Exercise: Count the lines of the material below that contain the string "stand". Give only the number.

##########

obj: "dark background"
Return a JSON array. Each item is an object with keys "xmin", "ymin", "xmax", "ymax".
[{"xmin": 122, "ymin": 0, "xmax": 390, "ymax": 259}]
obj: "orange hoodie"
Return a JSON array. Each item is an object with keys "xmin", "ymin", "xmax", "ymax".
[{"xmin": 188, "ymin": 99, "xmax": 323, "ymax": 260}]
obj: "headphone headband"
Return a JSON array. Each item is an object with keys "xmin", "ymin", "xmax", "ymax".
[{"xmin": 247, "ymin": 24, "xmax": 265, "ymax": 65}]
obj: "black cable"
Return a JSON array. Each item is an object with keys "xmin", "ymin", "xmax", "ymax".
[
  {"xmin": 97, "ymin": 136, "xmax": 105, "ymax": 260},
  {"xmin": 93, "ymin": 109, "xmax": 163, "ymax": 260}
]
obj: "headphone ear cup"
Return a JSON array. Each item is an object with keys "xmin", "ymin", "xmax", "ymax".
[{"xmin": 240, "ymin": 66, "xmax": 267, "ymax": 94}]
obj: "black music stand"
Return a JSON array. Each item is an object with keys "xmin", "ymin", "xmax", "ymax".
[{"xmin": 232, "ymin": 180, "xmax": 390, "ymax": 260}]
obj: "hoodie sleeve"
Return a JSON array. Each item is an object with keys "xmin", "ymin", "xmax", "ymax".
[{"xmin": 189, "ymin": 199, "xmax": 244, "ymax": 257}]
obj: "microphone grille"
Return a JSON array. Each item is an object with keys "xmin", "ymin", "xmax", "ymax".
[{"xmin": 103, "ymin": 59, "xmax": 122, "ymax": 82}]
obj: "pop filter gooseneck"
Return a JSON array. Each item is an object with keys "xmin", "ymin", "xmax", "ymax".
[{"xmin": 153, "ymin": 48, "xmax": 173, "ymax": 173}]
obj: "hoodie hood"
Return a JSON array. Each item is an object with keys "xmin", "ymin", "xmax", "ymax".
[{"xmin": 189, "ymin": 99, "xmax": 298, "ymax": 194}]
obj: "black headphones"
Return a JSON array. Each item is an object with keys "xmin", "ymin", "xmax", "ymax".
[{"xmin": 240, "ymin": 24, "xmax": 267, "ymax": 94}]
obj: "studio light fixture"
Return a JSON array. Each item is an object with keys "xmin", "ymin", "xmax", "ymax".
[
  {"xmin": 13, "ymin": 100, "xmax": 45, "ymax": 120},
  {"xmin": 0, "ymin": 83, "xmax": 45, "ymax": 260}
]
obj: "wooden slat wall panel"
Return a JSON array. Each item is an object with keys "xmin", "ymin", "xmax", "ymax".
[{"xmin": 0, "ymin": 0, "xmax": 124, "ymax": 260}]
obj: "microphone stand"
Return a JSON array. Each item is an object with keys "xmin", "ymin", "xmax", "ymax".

##########

Final result: 2